------ 提示文
9年の時を経ての久々の披露となった10曲目は、「モノクローム」。
少しモノクロな【NOCTURNE】にぴったりの選曲で、情熱的にリフレインする曲を久しぶりに歌うことができた。
MCに入り、ここで黒田さんから収録カメラが入っていることを示唆する話があったが、直接は言わず、勝手に撮られていると言ったが、小渕さんによると、収録カメラで、後に映像作品にする予定。(で無事映像化された)
盛りあがりブロック
盛り上がりブロックは黒田さんのマイクオフ発声練習から始まった。盛り上がり1曲目もリアレンジ楽曲。福ちゃんのエレキギターの柔らかい音から始まった。小渕さんの合図からだんだんと聴き慣れたメロディが聴こえてくる。11曲目は「サヨナラHERO」。2番までは、原曲とは異なり、ゆったりとした演奏で、ラストサビは一気にバンドが盛り上げた。コブクロによるアレンジ。
------------
■ 課題の指示 1
ライブレポートを、一字一句変えずに全文書き写してください。
■ 課題の指示 2
エントリーのうち、「task: mark the region of the raised hand」を含む行からエントリーの最終行までを、両端の行も含めてそのまま書き出してください。
ライブレポートとエントリーは、それぞれ関係のない別々の素材です。
------ 処理する素材
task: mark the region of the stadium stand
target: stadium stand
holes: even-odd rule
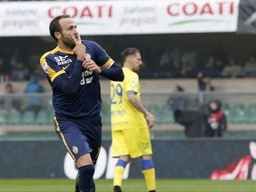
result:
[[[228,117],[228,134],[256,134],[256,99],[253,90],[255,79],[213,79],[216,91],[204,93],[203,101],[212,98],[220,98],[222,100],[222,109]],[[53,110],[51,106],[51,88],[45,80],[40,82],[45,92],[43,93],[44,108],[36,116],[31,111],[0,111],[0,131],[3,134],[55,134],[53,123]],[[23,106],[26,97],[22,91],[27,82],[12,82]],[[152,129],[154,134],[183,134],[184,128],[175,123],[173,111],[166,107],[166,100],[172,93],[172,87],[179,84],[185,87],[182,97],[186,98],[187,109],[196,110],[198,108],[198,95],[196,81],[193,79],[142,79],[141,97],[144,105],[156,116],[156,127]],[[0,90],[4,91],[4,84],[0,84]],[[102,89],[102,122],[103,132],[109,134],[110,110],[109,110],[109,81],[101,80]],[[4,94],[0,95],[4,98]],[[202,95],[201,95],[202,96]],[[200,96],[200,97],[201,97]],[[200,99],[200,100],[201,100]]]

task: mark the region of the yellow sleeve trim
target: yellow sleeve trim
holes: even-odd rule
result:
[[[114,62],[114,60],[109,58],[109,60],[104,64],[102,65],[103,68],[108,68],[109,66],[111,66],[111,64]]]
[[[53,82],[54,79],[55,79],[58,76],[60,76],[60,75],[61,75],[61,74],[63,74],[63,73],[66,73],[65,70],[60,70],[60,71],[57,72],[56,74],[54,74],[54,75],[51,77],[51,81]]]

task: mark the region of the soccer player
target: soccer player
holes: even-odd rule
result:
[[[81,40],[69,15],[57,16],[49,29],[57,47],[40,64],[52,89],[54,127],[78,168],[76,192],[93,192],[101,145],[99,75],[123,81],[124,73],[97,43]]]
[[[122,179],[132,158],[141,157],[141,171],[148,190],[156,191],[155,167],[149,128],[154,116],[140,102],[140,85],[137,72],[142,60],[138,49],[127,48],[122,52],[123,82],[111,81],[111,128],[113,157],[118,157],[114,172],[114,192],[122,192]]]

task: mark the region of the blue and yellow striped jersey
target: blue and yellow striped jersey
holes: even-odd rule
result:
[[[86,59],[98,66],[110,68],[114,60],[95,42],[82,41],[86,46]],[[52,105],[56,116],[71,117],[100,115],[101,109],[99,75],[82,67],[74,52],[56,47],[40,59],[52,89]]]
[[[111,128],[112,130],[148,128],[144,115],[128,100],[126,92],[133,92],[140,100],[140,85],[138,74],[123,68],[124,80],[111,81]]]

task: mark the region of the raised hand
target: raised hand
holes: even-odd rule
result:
------------
■ 解答例 1
9年の時を経ての久々の披露となった10曲目は、「モノクローム」。
少しモノクロな【NOCTURNE】にぴったりの選曲で、情熱的にリフレインする曲を久しぶりに歌うことができた。
MCに入り、ここで黒田さんから収録カメラが入っていることを示唆する話があったが、直接は言わず、勝手に撮られていると言ったが、小渕さんによると、収録カメラで、後に映像作品にする予定。(で無事映像化された)
盛りあがりブロック
盛り上がりブロックは黒田さんのマイクオフ発声練習から始まった。盛り上がり1曲目もリアレンジ楽曲。福ちゃんのエレキギターの柔らかい音から始まった。小渕さんの合図からだんだんと聴き慣れたメロディが聴こえてくる。11曲目は「サヨナラHERO」。2番までは、原曲とは異なり、ゆったりとした演奏で、ラストサビは一気にバンドが盛り上げた。コブクロによるアレンジ。

■ 解答例 2
task: mark the region of the raised hand
target: raised hand
holes: even-odd rule
result:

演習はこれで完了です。